• _Given data_

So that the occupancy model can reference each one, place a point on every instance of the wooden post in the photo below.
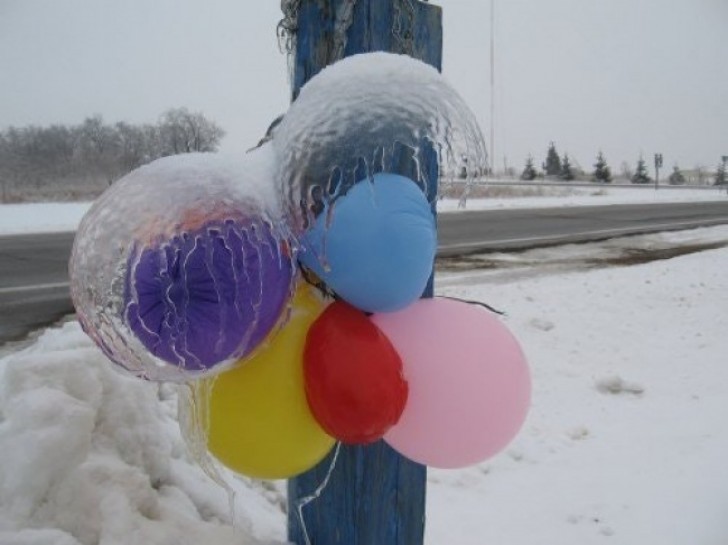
(374, 496)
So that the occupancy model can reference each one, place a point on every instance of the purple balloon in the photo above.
(209, 295)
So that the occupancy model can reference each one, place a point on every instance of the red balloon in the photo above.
(352, 375)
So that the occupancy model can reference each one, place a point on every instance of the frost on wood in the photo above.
(369, 113)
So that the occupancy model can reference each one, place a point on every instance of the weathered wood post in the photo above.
(374, 496)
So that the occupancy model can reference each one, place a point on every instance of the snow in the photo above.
(47, 217)
(625, 440)
(56, 217)
(579, 196)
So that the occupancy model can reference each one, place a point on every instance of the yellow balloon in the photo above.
(256, 416)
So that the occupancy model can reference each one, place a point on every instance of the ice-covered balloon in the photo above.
(369, 113)
(183, 266)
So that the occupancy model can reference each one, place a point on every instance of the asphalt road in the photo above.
(34, 277)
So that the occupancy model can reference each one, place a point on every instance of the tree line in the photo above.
(69, 162)
(560, 167)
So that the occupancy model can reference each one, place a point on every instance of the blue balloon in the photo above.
(376, 245)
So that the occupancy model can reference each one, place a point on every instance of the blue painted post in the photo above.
(374, 496)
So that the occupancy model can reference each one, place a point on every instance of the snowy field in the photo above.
(625, 443)
(53, 217)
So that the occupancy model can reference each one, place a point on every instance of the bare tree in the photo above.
(183, 131)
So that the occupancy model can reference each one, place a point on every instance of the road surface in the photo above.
(34, 277)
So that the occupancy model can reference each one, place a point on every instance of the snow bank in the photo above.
(91, 456)
(626, 438)
(46, 217)
(54, 217)
(542, 197)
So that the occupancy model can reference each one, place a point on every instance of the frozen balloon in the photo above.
(469, 385)
(183, 266)
(374, 246)
(353, 376)
(369, 113)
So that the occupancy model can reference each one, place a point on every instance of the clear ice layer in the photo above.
(183, 265)
(369, 113)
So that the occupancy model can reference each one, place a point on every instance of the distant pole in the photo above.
(658, 164)
(374, 496)
(491, 159)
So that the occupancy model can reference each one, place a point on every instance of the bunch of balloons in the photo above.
(285, 287)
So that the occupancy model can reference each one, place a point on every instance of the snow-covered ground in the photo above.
(535, 197)
(53, 217)
(625, 443)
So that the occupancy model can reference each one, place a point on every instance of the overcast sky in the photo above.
(623, 76)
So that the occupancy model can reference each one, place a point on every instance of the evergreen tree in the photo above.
(529, 172)
(641, 176)
(566, 172)
(676, 178)
(552, 167)
(721, 178)
(602, 173)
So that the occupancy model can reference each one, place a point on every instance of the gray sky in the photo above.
(623, 76)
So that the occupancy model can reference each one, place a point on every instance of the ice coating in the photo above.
(183, 265)
(368, 113)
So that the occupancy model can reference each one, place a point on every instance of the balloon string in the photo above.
(303, 502)
(478, 303)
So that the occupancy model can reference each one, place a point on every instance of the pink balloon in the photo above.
(469, 385)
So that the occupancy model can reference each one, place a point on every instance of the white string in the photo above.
(303, 502)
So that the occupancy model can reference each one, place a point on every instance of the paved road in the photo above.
(34, 278)
(470, 232)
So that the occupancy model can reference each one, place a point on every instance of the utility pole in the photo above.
(491, 159)
(374, 496)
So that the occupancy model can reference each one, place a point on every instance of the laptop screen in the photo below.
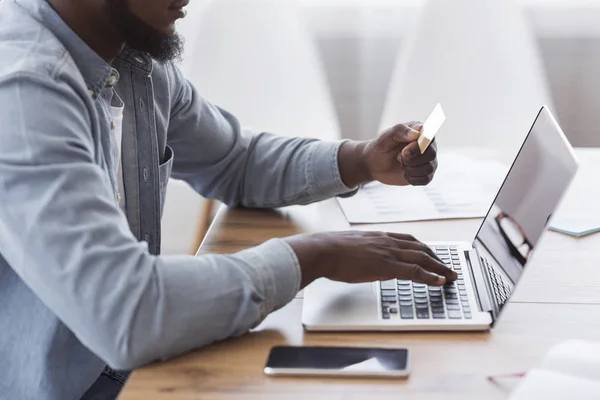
(534, 185)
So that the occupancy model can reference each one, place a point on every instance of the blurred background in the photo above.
(349, 68)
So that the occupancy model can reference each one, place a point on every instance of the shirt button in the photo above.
(112, 80)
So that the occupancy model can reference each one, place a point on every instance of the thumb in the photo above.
(398, 136)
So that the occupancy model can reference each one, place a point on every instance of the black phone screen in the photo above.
(338, 358)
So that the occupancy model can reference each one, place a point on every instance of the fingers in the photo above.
(396, 137)
(411, 155)
(426, 262)
(419, 275)
(413, 244)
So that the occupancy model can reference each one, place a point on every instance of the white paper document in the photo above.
(571, 370)
(462, 188)
(579, 212)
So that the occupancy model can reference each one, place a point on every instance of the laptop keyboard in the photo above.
(410, 300)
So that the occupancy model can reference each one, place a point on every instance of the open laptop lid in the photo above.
(537, 180)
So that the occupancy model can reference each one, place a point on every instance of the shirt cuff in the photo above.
(323, 171)
(279, 271)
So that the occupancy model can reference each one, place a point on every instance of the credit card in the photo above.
(430, 127)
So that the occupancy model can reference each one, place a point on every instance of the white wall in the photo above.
(359, 40)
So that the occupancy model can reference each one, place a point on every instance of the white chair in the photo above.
(480, 61)
(254, 59)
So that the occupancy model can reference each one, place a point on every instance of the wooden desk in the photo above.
(559, 299)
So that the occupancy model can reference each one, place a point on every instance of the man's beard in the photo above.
(142, 37)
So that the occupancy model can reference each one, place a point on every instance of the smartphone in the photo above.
(338, 361)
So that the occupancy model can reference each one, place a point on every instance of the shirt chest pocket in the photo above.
(164, 172)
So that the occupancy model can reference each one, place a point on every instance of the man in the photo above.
(81, 283)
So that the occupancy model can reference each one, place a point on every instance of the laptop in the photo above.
(489, 268)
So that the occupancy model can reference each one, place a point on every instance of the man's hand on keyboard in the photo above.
(357, 256)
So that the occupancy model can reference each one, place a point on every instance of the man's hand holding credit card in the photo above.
(430, 127)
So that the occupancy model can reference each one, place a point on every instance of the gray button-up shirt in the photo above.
(81, 281)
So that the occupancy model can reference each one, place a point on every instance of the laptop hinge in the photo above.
(482, 292)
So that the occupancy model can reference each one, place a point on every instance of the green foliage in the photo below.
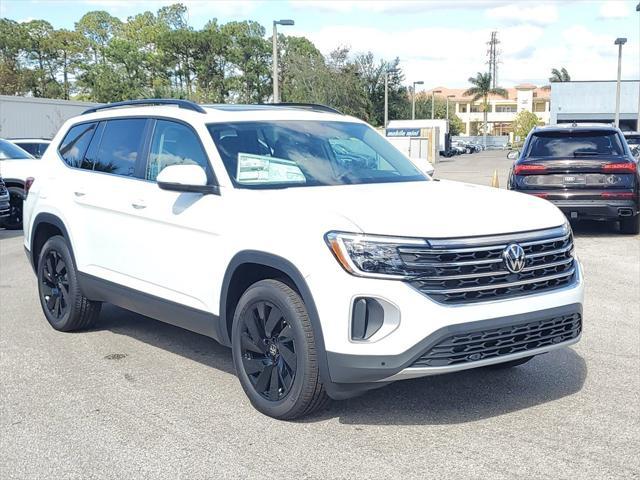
(157, 54)
(524, 122)
(559, 75)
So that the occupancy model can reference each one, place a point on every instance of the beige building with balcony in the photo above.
(502, 111)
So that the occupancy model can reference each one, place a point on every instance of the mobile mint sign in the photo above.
(403, 132)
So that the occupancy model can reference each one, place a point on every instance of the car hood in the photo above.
(436, 209)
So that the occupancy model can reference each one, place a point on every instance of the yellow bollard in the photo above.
(494, 180)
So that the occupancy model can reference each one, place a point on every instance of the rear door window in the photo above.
(174, 144)
(75, 143)
(120, 146)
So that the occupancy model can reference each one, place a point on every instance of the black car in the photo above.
(589, 172)
(5, 206)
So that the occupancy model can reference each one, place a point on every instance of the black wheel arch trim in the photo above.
(288, 268)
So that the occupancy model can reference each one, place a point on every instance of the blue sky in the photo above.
(438, 41)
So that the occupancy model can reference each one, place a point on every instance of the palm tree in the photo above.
(559, 75)
(481, 90)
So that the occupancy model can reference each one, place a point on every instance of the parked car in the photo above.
(16, 165)
(587, 171)
(327, 273)
(35, 146)
(633, 140)
(5, 206)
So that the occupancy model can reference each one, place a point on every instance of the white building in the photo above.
(28, 117)
(502, 111)
(595, 101)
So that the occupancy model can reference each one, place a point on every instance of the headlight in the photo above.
(371, 255)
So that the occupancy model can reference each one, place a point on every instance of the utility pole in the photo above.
(493, 61)
(619, 41)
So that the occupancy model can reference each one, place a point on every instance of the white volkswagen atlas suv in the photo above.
(300, 238)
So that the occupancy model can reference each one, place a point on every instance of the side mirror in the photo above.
(185, 178)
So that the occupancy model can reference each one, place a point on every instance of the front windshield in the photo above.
(9, 151)
(575, 144)
(276, 154)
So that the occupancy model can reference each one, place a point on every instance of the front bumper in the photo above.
(387, 368)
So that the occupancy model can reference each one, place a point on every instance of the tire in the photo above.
(14, 220)
(274, 352)
(511, 364)
(63, 304)
(630, 225)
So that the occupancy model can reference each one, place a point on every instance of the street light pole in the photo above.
(433, 102)
(638, 120)
(619, 42)
(413, 100)
(386, 95)
(276, 92)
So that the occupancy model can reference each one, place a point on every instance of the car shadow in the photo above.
(444, 399)
(4, 233)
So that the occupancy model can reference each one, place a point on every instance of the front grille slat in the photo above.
(454, 271)
(492, 343)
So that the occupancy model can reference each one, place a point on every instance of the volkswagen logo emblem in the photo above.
(514, 258)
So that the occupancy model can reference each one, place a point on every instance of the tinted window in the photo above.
(307, 153)
(10, 151)
(75, 144)
(120, 146)
(575, 144)
(173, 144)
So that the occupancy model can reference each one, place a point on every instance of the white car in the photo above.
(300, 238)
(16, 167)
(35, 146)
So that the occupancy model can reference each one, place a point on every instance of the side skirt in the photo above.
(192, 319)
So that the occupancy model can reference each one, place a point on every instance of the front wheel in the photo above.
(630, 225)
(63, 304)
(274, 351)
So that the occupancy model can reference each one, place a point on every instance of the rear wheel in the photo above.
(630, 225)
(63, 304)
(274, 351)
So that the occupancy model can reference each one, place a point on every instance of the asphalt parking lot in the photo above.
(135, 398)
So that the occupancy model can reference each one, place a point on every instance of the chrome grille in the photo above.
(497, 342)
(471, 270)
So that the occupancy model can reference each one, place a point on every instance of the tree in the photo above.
(524, 122)
(481, 90)
(559, 75)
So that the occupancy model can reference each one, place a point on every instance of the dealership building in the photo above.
(502, 111)
(595, 101)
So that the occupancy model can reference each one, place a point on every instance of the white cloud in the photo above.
(613, 9)
(391, 6)
(448, 56)
(544, 14)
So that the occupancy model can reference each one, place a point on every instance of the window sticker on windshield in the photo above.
(256, 169)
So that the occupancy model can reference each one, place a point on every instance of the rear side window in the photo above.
(173, 144)
(575, 144)
(120, 147)
(75, 143)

• _Description of the task_
Give back exactly the lines from the one containing "tinted window in the photo above." through the end of the material above, and nothing else.

• _Exercise output_
So that the occupancy model can reference each one, place a point on every instance of the tinted window in the photo above.
(307, 153)
(10, 151)
(75, 144)
(120, 146)
(575, 144)
(173, 144)
So that the occupancy model can reference each one, place a point on every instance of the white car in the photo above.
(300, 238)
(16, 167)
(35, 146)
So that the occupancy model can reference each one, place a point on every instance of the side skirt in the photo above.
(192, 319)
So that the occupancy model can reference each one, place a point on every instance of the front wheel in the photo above.
(630, 225)
(63, 304)
(274, 351)
So that the occupancy model can reference each one, place a point on every instance of the rear wheel in the photo above.
(630, 225)
(63, 304)
(274, 351)
So that the occupancy model can reference each one, place a point on every instance of the asphalt parking lot in the photo above.
(135, 398)
So that the occupancy model can reference each one, place a point on every instance of the chrome grille in the photo above.
(497, 342)
(471, 270)
So that the occupancy model can reference each one, place a point on every instance of the tree in the photo above.
(524, 122)
(481, 90)
(559, 75)
So that the occupancy model can reference each one, place a point on every instance of the dealership building in the photo above.
(502, 111)
(595, 101)
So that the occupancy model can reference each one, place a point on every instance of the white cloud in the photo above.
(613, 9)
(391, 6)
(448, 56)
(544, 14)
So that the occupancy model can reference each one, place a point on every instance of the window sticker on windshield in the photo above.
(256, 169)
So that the occupancy model can reference each one, place a point on every instance of the rear side window in the photo above.
(173, 144)
(575, 144)
(120, 147)
(75, 143)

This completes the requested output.